• Source document:
|---|

# tieing in when blocking down



## Adkpk (Sep 30, 2009)

How does one tie in when blocking down a spar? I assume you just give your life line a wrap around the spar and set your lanyard above it?


----------



## Tree Pig (Sep 30, 2009)

That or two lanyards, My wire core flip and a buck strap with a choke around the tree.


----------



## md_tree_dood (Sep 30, 2009)

You go it, always keep your lanyard above your climbing line when you are making a cut. I like to gauge how big of pieces I'm going to be lowering or bombing and leave a stub every now and then to put my climbing line over, which makes descent alot easier. If you are really uncomfortable doing this you can choke the tree with your lanyard or your rope, this is a pain after you make a cut and need to descend though. It's also not particularly safe as you'll have to undo the choke in order to descend which could be problematic if you are injured during the process.


----------



## TDunk (Oct 1, 2009)

I prefer to "choke" the tree with my climbing line then have a second lanyard around the tree. That way (as md-tree pointed out) if something happens to you up there, you just have to un-hook your lanyard and your ready to descend out of the tree. There are a lot of different ways that this procedure can be done.


----------



## tree MDS (Oct 1, 2009)

Lanyard on top, climbing line below here.

The hitchclimber I have now doesnt work as well for this as my old saddle and system, with that I just tied into the d dings with two overhands and could run a real short tail to the good old taughtline, getting some tention on the butt strap, so all was more comfy. I miss that...


----------



## TDunk (Oct 1, 2009)

TreeCo said:


> Sounds like what I do. I choke the tree with my climbing line using a running bowline tied about ten feet from the end of my climbing line. I use this ten feet of tail to aid in pulling my running bowline down after using my climbing line to descend to the position of my next cut. My Vt remains on the single line and a figure eight is about a foot below it clipped into a delta on my left leg strap. Descending takes two hands...one on the Vt...and one brake hand below the figure eight. The Vt locks up good on the single line but is not good for descending without having the figure eight take most of the load.

|---|

• Written tasks:
[A] Give the distinct usernames that head the posts in the thread on tying in when blocking down a spar.
[B] According to the thread on tying in when blocking down a spar, why is choking the tree with your lanyard or rope not particularly safe?
[C] From the thread on tying in when blocking down a spar, reproduce the passage from "## Adkpk (Sep" up to and including "choke around the tree.".
The records come from a separate source and are unrelated to the thread on tying in when blocking down a spar.

|---|

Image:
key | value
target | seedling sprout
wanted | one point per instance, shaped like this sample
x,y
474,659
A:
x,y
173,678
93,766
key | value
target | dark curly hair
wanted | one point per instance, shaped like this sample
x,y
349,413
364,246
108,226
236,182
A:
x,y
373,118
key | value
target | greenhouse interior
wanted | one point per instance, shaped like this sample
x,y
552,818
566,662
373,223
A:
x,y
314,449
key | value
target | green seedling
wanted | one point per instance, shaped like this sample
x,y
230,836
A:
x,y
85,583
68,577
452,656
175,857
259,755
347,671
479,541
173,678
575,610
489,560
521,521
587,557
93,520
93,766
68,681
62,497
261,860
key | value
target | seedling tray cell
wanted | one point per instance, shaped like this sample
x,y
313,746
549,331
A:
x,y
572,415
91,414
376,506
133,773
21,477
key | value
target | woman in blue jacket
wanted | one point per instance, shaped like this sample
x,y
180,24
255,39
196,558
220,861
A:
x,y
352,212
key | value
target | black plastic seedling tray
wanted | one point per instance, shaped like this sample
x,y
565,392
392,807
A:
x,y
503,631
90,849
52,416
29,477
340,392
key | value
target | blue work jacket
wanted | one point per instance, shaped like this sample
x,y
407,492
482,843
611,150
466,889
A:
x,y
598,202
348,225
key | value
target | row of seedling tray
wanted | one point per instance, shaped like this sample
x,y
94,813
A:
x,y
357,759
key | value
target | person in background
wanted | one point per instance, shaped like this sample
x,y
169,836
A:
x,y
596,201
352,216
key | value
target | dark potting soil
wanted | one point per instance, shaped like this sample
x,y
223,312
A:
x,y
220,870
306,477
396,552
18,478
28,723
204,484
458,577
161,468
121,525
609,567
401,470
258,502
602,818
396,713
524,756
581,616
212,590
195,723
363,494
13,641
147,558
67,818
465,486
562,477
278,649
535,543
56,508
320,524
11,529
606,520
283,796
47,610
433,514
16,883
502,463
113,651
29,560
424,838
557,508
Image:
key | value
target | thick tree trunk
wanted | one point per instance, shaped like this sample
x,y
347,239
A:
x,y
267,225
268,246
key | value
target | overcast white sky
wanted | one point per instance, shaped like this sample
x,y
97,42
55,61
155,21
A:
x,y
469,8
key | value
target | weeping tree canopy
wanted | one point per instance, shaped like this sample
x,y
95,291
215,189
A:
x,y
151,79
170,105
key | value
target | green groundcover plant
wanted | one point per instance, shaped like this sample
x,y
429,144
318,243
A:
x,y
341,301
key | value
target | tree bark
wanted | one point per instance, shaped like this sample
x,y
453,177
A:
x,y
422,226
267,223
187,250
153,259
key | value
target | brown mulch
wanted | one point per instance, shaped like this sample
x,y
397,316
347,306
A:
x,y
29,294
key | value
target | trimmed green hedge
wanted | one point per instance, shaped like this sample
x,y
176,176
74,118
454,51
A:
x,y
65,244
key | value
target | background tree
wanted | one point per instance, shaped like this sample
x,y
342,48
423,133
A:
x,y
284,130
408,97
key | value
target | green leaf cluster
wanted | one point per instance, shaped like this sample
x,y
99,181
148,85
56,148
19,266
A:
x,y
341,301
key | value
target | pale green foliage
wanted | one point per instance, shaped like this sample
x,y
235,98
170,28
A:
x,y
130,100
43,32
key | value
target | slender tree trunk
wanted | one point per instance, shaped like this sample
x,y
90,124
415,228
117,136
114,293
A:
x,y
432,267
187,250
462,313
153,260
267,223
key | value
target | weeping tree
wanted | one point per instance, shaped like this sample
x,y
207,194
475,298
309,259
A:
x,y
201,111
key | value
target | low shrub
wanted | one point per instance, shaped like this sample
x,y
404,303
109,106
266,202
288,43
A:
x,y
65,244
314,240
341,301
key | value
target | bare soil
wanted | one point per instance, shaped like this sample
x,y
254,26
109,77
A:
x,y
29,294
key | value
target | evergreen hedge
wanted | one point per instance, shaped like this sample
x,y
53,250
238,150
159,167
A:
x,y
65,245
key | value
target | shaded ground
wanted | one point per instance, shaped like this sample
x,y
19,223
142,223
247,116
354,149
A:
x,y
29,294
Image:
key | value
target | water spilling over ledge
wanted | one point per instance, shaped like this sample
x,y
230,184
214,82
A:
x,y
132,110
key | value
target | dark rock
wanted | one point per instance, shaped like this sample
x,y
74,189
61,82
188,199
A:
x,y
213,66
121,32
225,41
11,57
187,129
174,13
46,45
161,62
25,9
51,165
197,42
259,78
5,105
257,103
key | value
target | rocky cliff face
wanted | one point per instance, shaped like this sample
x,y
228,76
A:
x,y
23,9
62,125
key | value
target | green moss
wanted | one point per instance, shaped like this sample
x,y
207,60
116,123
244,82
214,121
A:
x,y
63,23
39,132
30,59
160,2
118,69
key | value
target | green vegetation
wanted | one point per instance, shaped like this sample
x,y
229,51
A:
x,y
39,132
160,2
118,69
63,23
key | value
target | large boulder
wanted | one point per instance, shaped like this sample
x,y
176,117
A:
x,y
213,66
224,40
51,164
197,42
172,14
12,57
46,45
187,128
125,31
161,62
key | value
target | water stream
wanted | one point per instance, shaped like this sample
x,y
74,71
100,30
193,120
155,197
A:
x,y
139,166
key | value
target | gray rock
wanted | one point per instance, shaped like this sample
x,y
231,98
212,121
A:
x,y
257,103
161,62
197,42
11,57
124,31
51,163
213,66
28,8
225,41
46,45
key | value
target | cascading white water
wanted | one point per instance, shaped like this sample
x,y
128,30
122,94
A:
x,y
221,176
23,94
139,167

|---|

• Answers to the exercises:
[A] Adkpk, Tree Pig, md_tree_dood, TDunk, tree MDS

[B] To descend, you have to undo the choke. That could be a problem if you are injured during the process.

[C]
## Adkpk (Sep 30, 2009)

How does one tie in when blocking down a spar? I assume you just give your life line a wrap around the spar and set your lanyard above it?


----------



## Tree Pig (Sep 30, 2009)

That or two lanyards, My wire core flip and a buck strap with a choke around the tree.